Challenge. Write every line of the items below as a JSON list of strings, one string per line, with blank lines left out.

Provided records.
+-------+

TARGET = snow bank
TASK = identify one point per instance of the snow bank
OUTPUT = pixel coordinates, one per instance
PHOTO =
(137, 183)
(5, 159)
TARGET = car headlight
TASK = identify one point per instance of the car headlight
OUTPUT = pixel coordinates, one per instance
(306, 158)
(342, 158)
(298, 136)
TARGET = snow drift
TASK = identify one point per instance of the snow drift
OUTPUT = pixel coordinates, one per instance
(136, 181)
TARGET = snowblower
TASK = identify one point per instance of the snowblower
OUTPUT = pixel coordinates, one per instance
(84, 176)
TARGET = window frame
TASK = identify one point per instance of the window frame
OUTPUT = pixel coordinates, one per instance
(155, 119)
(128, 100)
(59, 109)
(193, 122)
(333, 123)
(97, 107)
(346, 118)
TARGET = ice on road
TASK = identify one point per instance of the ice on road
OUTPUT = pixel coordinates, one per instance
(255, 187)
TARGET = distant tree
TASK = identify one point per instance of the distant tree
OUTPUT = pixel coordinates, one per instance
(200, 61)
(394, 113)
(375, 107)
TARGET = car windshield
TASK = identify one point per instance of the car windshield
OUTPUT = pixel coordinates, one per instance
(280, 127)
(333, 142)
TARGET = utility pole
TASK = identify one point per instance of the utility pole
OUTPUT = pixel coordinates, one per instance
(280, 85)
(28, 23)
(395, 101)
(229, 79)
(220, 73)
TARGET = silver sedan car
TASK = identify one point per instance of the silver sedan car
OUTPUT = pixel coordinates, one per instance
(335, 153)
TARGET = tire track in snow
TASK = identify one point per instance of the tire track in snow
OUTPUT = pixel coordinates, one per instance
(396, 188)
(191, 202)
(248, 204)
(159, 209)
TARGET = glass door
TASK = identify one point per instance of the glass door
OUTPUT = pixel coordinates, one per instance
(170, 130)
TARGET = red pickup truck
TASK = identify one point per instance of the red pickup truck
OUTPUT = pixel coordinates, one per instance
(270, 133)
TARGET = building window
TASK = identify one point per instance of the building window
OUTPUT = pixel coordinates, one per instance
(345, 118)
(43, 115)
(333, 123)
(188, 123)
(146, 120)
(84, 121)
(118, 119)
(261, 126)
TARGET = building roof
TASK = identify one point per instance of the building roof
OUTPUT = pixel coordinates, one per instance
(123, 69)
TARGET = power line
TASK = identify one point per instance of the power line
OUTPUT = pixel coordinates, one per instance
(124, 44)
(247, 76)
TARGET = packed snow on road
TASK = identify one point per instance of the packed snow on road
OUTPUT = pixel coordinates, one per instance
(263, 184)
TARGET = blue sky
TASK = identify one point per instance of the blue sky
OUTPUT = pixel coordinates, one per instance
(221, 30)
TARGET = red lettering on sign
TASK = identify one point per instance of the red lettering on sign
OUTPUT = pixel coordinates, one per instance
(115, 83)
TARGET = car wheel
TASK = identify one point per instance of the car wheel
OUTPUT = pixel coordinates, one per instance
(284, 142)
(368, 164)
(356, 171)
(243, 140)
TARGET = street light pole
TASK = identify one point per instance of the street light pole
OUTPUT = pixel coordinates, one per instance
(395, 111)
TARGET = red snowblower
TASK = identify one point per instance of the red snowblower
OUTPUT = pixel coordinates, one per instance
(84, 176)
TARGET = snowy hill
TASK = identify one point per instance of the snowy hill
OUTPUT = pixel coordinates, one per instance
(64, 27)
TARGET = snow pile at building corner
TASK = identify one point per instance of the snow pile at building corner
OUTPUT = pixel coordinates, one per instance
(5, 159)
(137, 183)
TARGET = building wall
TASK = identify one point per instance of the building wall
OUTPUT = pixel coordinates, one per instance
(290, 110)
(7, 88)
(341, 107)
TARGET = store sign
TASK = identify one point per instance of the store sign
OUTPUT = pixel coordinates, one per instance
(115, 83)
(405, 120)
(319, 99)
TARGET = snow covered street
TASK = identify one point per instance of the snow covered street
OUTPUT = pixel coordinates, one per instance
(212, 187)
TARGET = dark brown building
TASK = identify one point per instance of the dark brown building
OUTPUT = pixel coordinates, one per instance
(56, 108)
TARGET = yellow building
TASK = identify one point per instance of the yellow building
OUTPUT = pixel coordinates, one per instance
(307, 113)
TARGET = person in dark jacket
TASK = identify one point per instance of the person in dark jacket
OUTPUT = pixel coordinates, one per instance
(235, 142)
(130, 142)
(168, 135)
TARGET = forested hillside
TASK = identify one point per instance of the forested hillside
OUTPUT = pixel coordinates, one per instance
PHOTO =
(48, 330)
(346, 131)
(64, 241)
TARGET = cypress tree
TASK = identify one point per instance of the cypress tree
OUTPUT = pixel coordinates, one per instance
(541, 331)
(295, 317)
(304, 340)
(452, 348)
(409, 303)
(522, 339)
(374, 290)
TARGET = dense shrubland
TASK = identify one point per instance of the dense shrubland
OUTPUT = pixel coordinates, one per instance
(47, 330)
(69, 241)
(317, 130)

+-------+

Solution.
[
  "TARGET = snow bank",
  "TASK = identify one point per instance of the snow bank",
  "OUTPUT = pixel coordinates, one per instance",
  "PHOTO =",
  "(137, 183)",
  "(5, 159)",
  "TARGET = car headlight",
  "TASK = identify one point per instance of the car headlight",
  "OUTPUT = pixel coordinates, one per instance",
  "(306, 158)",
  "(342, 158)",
  "(298, 136)",
  "TARGET = snow drift",
  "TASK = identify one point per instance of the snow drift",
  "OUTPUT = pixel coordinates, one per instance",
  "(136, 181)",
  "TARGET = snowblower",
  "TASK = identify one point per instance of the snowblower",
  "OUTPUT = pixel coordinates, one per instance",
  "(84, 176)",
  "TARGET = window frame",
  "TASK = identify one point per instance of the window frame",
  "OUTPUT = pixel coordinates, one per instance",
  "(155, 119)",
  "(128, 100)",
  "(59, 109)",
  "(193, 122)",
  "(333, 123)",
  "(97, 107)",
  "(346, 118)",
  "TARGET = ice on road",
  "TASK = identify one point per instance of the ice on road",
  "OUTPUT = pixel coordinates, one per instance",
  "(255, 187)",
  "TARGET = distant tree",
  "TASK = identify one point per instance of the distant tree",
  "OUTPUT = pixel coordinates, one per instance",
  "(200, 61)",
  "(394, 113)",
  "(375, 107)",
  "TARGET = car windshield",
  "TASK = identify one point per instance of the car windshield",
  "OUTPUT = pixel coordinates, one per instance",
  "(280, 127)",
  "(333, 142)",
  "TARGET = utility pole",
  "TASK = identify one point per instance of the utility pole",
  "OUTPUT = pixel coordinates, one per instance",
  "(280, 85)",
  "(28, 23)",
  "(395, 101)",
  "(229, 79)",
  "(220, 73)",
  "TARGET = silver sedan car",
  "TASK = identify one point per instance of the silver sedan car",
  "OUTPUT = pixel coordinates, one per instance",
  "(335, 153)",
  "TARGET = tire track in snow",
  "TASK = identify one point per instance of the tire track in snow",
  "OUTPUT = pixel coordinates, one per instance",
  "(396, 188)",
  "(191, 202)",
  "(248, 204)",
  "(159, 209)",
  "TARGET = glass door",
  "TASK = identify one point per instance of the glass door",
  "OUTPUT = pixel coordinates, one per instance",
  "(170, 130)",
  "TARGET = red pickup truck",
  "TASK = identify one point per instance of the red pickup truck",
  "OUTPUT = pixel coordinates, one per instance",
  "(270, 133)",
  "TARGET = building window",
  "TASK = identify one point per instance of the building window",
  "OUTPUT = pixel coordinates, one per instance",
  "(345, 118)",
  "(43, 115)",
  "(333, 123)",
  "(188, 123)",
  "(146, 120)",
  "(84, 121)",
  "(118, 119)",
  "(261, 126)",
  "TARGET = building roof",
  "TASK = identify one point per instance of the building roof",
  "OUTPUT = pixel coordinates, one per instance",
  "(123, 69)",
  "TARGET = power line",
  "TASK = identify one point per instance of the power line",
  "OUTPUT = pixel coordinates, one per instance",
  "(124, 44)",
  "(247, 76)",
  "TARGET = packed snow on road",
  "TASK = identify one point per instance of the packed snow on road",
  "OUTPUT = pixel coordinates, one per instance",
  "(263, 184)",
  "TARGET = blue sky",
  "TASK = identify one point per instance of the blue sky",
  "OUTPUT = pixel coordinates, one per instance",
  "(221, 30)",
  "TARGET = red lettering on sign",
  "TASK = identify one point per instance of the red lettering on sign",
  "OUTPUT = pixel coordinates, one per instance",
  "(115, 83)",
  "TARGET = car wheel",
  "TASK = identify one point per instance of the car wheel",
  "OUTPUT = pixel coordinates, one per instance",
  "(284, 142)",
  "(368, 164)",
  "(356, 171)",
  "(243, 140)",
  "TARGET = street light pole",
  "TASK = identify one point per instance of the street light pole",
  "OUTPUT = pixel coordinates, one per instance",
  "(395, 111)",
  "TARGET = red snowblower",
  "TASK = identify one point per instance of the red snowblower",
  "OUTPUT = pixel coordinates, one per instance",
  "(84, 176)",
  "TARGET = snowy hill",
  "TASK = identify one point per instance of the snowy hill",
  "OUTPUT = pixel coordinates, one per instance",
  "(64, 27)",
  "TARGET = snow pile at building corner",
  "TASK = identify one point per instance of the snow pile at building corner",
  "OUTPUT = pixel coordinates, one per instance",
  "(5, 159)",
  "(137, 183)",
  "TARGET = building wall",
  "TASK = identify one point per instance of the building wall",
  "OUTPUT = pixel coordinates, one per instance",
  "(290, 110)",
  "(7, 88)",
  "(341, 107)",
  "TARGET = store sign",
  "TASK = identify one point per instance of the store sign",
  "OUTPUT = pixel coordinates, one per instance",
  "(115, 83)",
  "(405, 120)",
  "(319, 99)",
  "TARGET = snow covered street",
  "TASK = identify one point per instance of the snow covered street",
  "OUTPUT = pixel coordinates, one per instance",
  "(212, 187)",
  "TARGET = dark brown building",
  "TASK = identify one point per instance of the dark brown building",
  "OUTPUT = pixel coordinates, one per instance",
  "(56, 108)",
  "TARGET = yellow building",
  "TASK = identify one point per instance of the yellow building",
  "OUTPUT = pixel coordinates, one per instance",
  "(307, 113)",
  "TARGET = person in dark jacket",
  "TASK = identify one point per instance of the person in dark jacket",
  "OUTPUT = pixel coordinates, one per instance",
  "(235, 142)",
  "(130, 142)",
  "(168, 135)",
  "TARGET = forested hillside",
  "TASK = identify one point per instance of the forested hillside",
  "OUTPUT = pixel coordinates, one per instance",
  "PHOTO =",
  "(48, 330)",
  "(346, 131)",
  "(64, 241)",
  "TARGET = cypress tree",
  "TASK = identify one point per instance of the cypress tree",
  "OUTPUT = pixel coordinates, one per instance",
  "(541, 331)",
  "(295, 317)",
  "(304, 340)",
  "(452, 348)",
  "(409, 303)",
  "(522, 339)",
  "(374, 290)",
  "TARGET = dense shrubland",
  "TASK = identify one point per instance of the dense shrubland",
  "OUTPUT = pixel coordinates, one per instance",
  "(47, 330)",
  "(69, 241)",
  "(317, 130)"
]